-- THE TASK --
Transcribe word for word the lines spanning the line with "Task: Tag the doorway" through the end of the records.

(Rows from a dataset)
┄┄┄┄┄┄┄┄┄┄┄┄┄┄┄┄┄┄┄┄

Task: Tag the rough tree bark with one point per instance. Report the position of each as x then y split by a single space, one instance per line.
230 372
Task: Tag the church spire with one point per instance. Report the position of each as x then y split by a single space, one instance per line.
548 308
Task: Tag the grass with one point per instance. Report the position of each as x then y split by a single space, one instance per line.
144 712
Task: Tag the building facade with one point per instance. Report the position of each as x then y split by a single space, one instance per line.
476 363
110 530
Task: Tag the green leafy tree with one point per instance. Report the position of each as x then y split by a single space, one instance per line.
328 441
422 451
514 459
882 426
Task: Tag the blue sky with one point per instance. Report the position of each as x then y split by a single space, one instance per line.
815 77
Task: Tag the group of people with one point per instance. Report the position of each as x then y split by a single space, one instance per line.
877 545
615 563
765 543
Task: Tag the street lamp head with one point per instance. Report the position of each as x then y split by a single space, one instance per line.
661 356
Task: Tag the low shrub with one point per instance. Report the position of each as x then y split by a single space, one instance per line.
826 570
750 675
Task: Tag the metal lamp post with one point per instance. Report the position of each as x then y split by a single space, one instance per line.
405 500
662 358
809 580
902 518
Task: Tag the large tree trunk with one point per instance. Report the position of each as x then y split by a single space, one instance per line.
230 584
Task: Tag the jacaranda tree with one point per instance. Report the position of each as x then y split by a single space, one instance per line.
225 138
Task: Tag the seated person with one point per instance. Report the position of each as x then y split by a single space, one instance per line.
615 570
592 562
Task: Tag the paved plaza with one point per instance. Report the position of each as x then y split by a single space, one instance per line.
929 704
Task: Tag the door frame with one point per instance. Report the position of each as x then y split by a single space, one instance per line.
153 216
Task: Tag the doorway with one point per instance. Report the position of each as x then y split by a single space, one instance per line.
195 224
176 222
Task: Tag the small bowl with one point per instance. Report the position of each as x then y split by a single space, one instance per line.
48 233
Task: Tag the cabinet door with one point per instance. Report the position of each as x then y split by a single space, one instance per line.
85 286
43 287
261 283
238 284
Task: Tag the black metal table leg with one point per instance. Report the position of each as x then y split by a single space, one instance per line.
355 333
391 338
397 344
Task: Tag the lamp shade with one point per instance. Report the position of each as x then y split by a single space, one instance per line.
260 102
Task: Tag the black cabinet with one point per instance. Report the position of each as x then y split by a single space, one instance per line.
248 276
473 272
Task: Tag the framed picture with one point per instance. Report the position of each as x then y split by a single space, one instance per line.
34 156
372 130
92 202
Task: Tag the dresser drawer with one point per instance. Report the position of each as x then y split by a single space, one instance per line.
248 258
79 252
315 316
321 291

┄┄┄┄┄┄┄┄┄┄┄┄┄┄┄┄┄┄┄┄

-- RESPONSE TO THIS TASK --
Task: Tag the doorway with one point per instance. Report the position of each as x then y split by a single space, one instance per line.
195 224
176 222
Task: Tag the small bowl with one point per instance. Report the position of each as x then y split by a single space, one instance per line.
48 233
Task: Tag the cabinet door with one point per instance. Report the position of each as x then y split by a single space, one instance per line.
85 286
43 287
261 283
238 284
Task: Tag the black metal table leg with one point per instance. Report the position of each as x then y split by a single space, one instance per line.
355 333
391 338
397 344
Task: Tag the lamp shade with one point per instance. Report the position of each as x then y split by a single space, one instance per line.
260 102
Task: Tag the black cabinet with one point per instance. Report the position of each as x then y split by a single space, one instance per line.
248 276
473 272
Task: Tag the framed picture with one point per instance. Report the position of each as x then y split by a single space, one instance per line.
34 156
372 130
92 202
Task: Tag the dresser drawer with one point per instance. Report the position of each as x then y split by a single space, one instance per line.
248 258
79 252
315 316
321 291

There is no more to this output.